Given problem:
Put the lines of the records below, from the line containing "Find the mask ear" through the line containing "<point>287,89</point>", both included, into a JSON list of strings with one string per line and no blank lines.

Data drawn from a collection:
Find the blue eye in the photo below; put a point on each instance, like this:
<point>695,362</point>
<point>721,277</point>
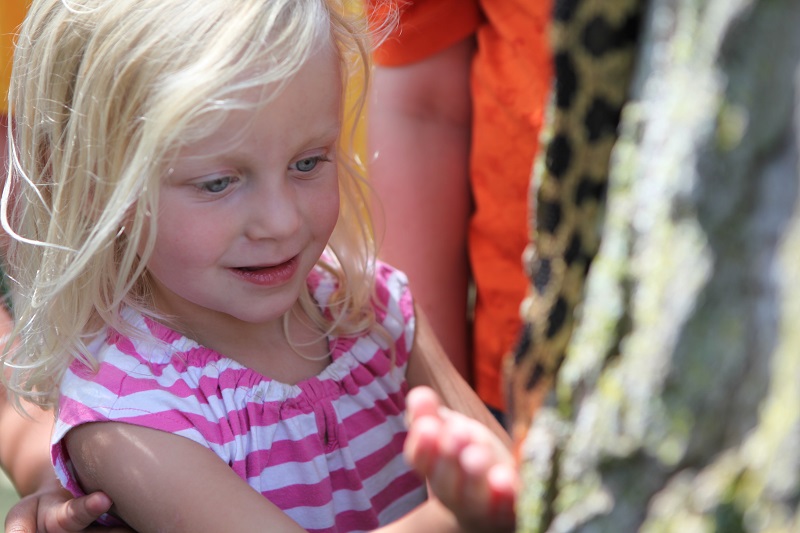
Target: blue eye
<point>307,164</point>
<point>216,185</point>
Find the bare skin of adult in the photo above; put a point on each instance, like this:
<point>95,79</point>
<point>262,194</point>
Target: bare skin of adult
<point>418,140</point>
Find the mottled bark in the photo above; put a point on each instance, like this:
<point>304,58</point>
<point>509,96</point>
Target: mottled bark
<point>678,407</point>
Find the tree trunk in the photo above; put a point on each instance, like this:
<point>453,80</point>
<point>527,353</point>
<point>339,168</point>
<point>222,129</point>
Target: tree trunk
<point>678,407</point>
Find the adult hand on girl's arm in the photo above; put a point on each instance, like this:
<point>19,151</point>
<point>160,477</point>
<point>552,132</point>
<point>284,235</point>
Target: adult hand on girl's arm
<point>25,457</point>
<point>45,505</point>
<point>54,510</point>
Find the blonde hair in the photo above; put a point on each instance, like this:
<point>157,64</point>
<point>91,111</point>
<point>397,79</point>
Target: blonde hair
<point>104,91</point>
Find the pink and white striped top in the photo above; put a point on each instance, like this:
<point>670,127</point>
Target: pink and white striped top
<point>326,450</point>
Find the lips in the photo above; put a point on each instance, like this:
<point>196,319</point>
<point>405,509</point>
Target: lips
<point>268,275</point>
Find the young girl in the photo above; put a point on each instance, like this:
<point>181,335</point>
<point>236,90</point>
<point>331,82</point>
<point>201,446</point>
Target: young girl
<point>194,282</point>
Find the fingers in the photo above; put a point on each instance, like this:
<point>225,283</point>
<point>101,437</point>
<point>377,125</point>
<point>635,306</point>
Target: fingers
<point>22,517</point>
<point>79,513</point>
<point>468,468</point>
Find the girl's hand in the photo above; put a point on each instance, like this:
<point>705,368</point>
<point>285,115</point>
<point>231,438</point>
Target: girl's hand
<point>468,468</point>
<point>54,510</point>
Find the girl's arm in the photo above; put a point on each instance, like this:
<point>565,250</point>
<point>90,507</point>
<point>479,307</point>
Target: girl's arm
<point>25,457</point>
<point>429,365</point>
<point>164,482</point>
<point>456,443</point>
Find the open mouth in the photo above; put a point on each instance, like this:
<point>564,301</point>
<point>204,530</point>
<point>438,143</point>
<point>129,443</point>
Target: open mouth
<point>268,274</point>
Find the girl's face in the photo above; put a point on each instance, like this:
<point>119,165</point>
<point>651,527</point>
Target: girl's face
<point>241,224</point>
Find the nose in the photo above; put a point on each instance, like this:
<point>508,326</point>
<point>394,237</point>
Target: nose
<point>273,211</point>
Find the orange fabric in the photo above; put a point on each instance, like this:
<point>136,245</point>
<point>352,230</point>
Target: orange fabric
<point>425,27</point>
<point>11,14</point>
<point>510,82</point>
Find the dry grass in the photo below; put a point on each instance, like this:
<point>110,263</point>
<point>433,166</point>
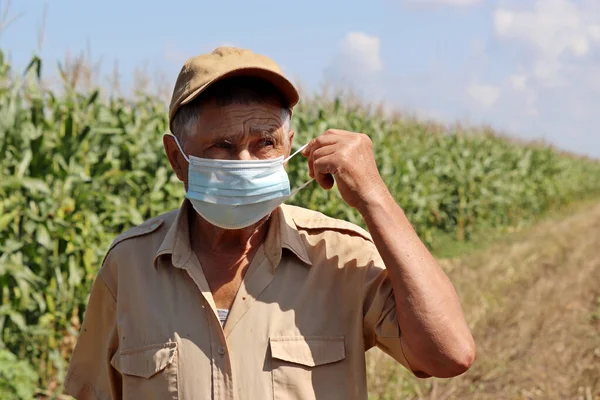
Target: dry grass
<point>533,302</point>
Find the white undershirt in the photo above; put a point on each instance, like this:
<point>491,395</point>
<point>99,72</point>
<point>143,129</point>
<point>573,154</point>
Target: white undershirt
<point>223,313</point>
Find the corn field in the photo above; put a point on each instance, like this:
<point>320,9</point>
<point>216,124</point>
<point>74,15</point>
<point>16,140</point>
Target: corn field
<point>77,169</point>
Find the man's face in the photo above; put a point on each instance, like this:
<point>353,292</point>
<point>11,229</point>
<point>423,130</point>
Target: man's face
<point>233,132</point>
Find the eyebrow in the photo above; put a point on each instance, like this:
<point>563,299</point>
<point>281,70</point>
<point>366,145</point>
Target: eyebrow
<point>263,131</point>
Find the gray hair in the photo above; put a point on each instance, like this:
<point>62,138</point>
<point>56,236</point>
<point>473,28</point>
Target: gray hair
<point>236,90</point>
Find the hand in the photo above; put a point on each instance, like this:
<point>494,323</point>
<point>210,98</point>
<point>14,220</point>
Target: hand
<point>348,157</point>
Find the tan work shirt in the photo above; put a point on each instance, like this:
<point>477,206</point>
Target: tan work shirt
<point>315,297</point>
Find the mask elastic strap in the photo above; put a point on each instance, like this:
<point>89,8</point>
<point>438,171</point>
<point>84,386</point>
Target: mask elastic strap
<point>305,184</point>
<point>296,152</point>
<point>180,149</point>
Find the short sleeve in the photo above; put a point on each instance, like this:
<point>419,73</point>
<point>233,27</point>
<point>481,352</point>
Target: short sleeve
<point>90,374</point>
<point>380,322</point>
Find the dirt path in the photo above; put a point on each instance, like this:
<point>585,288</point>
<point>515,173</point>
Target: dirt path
<point>533,302</point>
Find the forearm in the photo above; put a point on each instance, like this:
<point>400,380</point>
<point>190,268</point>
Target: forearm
<point>435,337</point>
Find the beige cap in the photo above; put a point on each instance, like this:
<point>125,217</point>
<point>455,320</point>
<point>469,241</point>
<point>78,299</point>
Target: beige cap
<point>199,72</point>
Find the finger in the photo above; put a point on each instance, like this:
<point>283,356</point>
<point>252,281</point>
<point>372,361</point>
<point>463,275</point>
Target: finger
<point>324,169</point>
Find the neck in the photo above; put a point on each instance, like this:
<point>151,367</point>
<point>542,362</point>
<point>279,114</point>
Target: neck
<point>217,240</point>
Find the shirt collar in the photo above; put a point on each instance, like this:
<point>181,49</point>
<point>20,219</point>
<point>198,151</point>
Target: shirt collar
<point>283,233</point>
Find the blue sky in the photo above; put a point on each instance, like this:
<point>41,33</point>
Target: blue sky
<point>527,67</point>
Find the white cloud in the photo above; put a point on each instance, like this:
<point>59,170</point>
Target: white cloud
<point>452,3</point>
<point>362,52</point>
<point>557,30</point>
<point>485,95</point>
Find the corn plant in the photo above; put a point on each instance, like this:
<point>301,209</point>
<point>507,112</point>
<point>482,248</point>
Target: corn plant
<point>77,169</point>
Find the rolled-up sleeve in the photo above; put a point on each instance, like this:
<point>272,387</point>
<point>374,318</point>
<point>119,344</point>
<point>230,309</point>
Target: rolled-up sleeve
<point>90,374</point>
<point>380,322</point>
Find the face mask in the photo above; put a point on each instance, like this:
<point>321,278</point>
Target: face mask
<point>234,194</point>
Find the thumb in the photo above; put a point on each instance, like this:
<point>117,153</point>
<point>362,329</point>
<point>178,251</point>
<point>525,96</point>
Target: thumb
<point>306,151</point>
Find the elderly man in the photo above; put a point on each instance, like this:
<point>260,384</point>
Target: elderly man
<point>236,295</point>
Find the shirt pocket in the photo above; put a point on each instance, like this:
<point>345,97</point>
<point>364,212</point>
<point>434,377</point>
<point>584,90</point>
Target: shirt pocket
<point>148,372</point>
<point>308,367</point>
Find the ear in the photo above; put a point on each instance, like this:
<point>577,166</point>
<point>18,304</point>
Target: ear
<point>176,159</point>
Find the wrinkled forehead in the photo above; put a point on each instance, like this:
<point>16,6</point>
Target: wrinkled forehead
<point>242,119</point>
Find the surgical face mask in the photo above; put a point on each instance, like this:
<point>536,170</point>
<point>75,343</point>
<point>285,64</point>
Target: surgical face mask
<point>234,194</point>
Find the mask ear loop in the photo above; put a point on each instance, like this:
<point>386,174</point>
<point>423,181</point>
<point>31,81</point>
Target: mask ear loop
<point>305,184</point>
<point>181,150</point>
<point>296,152</point>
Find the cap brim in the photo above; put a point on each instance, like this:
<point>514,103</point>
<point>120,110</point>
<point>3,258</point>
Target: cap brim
<point>287,89</point>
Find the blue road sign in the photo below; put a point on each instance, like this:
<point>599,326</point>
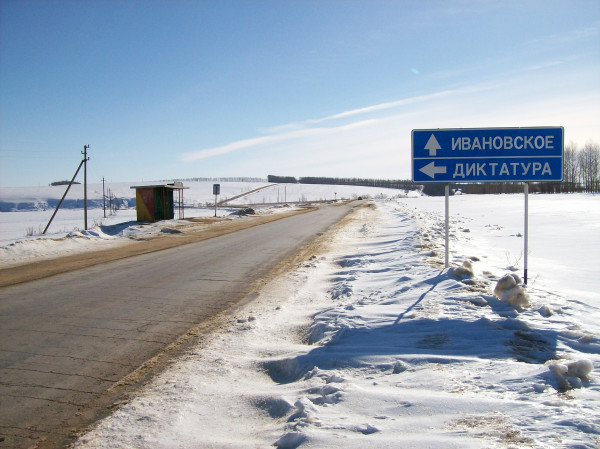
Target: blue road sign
<point>487,154</point>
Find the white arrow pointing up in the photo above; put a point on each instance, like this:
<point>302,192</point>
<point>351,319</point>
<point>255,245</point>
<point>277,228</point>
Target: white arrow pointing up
<point>431,170</point>
<point>432,145</point>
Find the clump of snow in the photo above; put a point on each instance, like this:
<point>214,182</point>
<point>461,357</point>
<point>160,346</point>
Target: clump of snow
<point>465,271</point>
<point>509,290</point>
<point>572,374</point>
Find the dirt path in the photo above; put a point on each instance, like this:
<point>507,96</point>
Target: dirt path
<point>196,231</point>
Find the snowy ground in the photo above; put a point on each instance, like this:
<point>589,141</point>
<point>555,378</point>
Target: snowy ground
<point>25,212</point>
<point>372,343</point>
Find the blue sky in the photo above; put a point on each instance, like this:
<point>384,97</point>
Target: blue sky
<point>182,88</point>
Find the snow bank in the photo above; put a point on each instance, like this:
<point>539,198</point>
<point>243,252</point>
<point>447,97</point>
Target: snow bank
<point>374,344</point>
<point>510,290</point>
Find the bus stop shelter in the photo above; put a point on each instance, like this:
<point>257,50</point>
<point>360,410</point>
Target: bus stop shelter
<point>156,202</point>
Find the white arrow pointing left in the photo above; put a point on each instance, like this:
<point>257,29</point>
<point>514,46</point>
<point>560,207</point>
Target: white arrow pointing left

Written answer:
[
  "Find the mask ear loop in the photo above; put a point on each instance, like this:",
  "<point>386,174</point>",
  "<point>423,181</point>",
  "<point>31,81</point>",
  "Target: mask ear loop",
  "<point>305,184</point>",
  "<point>181,150</point>",
  "<point>296,152</point>",
  "Find the cap brim in the photo above; put a point on each instance, like this:",
  "<point>514,103</point>",
  "<point>120,110</point>",
  "<point>3,258</point>",
  "Target: cap brim",
  "<point>287,89</point>"
]